Start of INPUT

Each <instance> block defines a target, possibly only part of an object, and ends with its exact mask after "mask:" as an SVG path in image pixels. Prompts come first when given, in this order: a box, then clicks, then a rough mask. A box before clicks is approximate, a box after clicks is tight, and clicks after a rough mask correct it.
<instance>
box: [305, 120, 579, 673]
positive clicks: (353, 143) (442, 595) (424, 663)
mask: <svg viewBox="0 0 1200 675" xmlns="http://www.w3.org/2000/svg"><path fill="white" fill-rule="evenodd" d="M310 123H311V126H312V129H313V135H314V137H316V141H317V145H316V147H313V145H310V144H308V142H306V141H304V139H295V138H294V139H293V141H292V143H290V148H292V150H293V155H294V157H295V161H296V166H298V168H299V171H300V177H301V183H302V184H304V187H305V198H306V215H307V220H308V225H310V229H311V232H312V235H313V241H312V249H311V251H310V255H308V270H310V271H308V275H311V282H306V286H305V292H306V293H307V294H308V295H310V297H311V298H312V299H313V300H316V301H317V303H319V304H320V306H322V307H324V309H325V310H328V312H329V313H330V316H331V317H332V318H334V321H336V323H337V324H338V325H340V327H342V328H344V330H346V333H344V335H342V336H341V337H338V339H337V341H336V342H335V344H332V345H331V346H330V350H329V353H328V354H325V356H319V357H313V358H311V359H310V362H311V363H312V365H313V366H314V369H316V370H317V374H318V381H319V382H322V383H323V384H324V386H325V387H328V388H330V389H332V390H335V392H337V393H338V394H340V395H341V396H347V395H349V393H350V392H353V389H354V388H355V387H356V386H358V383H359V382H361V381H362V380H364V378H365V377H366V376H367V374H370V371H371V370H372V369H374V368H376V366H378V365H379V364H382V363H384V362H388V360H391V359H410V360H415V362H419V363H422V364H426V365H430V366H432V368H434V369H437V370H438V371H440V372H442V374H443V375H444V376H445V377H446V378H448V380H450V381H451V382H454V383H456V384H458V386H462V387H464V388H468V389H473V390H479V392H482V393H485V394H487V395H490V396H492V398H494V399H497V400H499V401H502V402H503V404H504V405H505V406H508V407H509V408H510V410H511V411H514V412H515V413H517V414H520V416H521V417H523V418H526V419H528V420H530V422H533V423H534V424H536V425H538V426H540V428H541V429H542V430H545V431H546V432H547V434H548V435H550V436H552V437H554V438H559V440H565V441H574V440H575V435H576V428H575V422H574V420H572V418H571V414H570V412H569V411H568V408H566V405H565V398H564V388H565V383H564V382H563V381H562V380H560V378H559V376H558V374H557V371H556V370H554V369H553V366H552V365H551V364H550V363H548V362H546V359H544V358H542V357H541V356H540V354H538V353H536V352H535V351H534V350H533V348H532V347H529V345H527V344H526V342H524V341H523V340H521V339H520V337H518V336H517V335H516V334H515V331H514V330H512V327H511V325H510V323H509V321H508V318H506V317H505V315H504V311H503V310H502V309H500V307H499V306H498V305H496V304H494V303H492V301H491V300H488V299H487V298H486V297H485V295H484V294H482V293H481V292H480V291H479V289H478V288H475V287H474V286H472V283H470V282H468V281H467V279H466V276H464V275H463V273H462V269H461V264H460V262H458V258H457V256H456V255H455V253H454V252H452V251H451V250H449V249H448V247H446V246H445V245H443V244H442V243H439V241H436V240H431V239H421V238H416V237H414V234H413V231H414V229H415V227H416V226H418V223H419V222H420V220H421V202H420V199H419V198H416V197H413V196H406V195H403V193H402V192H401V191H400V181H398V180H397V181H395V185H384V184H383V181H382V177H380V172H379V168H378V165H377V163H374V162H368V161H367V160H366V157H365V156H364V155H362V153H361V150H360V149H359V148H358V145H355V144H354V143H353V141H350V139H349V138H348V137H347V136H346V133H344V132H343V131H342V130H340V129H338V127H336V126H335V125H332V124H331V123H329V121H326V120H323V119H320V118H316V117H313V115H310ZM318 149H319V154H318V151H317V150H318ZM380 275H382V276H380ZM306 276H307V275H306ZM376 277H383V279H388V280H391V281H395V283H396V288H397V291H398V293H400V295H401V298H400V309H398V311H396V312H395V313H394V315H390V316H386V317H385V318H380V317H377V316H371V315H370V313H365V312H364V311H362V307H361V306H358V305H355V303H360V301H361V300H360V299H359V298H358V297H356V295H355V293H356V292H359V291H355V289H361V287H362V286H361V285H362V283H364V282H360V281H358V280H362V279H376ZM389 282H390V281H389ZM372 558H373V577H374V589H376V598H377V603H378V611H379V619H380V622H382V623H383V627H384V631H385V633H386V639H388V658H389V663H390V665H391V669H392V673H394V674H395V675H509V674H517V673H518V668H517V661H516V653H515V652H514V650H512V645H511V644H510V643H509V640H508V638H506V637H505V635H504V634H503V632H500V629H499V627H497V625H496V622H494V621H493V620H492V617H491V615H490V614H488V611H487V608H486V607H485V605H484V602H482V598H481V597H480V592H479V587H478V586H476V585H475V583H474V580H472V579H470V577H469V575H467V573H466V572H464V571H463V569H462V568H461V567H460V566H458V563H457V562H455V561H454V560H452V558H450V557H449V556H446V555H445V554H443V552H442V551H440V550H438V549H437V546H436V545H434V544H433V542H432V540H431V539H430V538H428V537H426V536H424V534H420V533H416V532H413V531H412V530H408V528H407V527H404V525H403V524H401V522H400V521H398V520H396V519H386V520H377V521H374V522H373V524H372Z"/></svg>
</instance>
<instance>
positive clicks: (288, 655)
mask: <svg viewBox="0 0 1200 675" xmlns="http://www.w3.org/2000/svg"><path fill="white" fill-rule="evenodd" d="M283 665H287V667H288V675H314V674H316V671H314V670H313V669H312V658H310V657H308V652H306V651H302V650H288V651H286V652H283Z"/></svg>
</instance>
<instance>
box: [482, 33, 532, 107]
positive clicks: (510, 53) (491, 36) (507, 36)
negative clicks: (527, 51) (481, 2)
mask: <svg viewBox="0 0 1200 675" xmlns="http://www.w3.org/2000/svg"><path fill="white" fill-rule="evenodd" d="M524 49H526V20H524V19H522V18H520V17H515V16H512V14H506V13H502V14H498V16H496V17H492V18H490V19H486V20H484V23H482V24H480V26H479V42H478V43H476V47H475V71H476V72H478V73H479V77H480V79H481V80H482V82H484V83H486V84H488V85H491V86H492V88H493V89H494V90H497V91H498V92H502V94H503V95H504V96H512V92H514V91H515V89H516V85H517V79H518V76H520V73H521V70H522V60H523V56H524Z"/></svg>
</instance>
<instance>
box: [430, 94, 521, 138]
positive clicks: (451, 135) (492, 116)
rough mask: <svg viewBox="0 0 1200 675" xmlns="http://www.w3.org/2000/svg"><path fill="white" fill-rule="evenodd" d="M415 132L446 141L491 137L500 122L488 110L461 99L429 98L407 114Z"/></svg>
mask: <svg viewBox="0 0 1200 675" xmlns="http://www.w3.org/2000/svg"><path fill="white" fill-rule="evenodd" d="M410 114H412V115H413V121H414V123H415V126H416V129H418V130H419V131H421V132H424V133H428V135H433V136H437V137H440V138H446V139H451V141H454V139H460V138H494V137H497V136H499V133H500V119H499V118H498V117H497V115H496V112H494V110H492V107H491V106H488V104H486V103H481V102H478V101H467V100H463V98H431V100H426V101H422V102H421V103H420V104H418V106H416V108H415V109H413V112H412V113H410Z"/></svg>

End of INPUT

→ INSTRUCTION
Copy out the records word for word, starting at their first line and ending at the line that contains "positive clicks: (353, 143)", with both of those lines included.

→ TASK RESPONSE
Each <instance> block defines a target, possibly only part of an object, and ends with its exact mask after "mask:" as an SVG path in image pixels. Prompts come first when given, in this order: a box, then clicks, then a rough mask. A box before clicks is approximate, a box after clicks is tight, and clicks after a rough mask correct it.
<instance>
box: [305, 120, 579, 673]
positive clicks: (353, 143) (442, 595) (424, 663)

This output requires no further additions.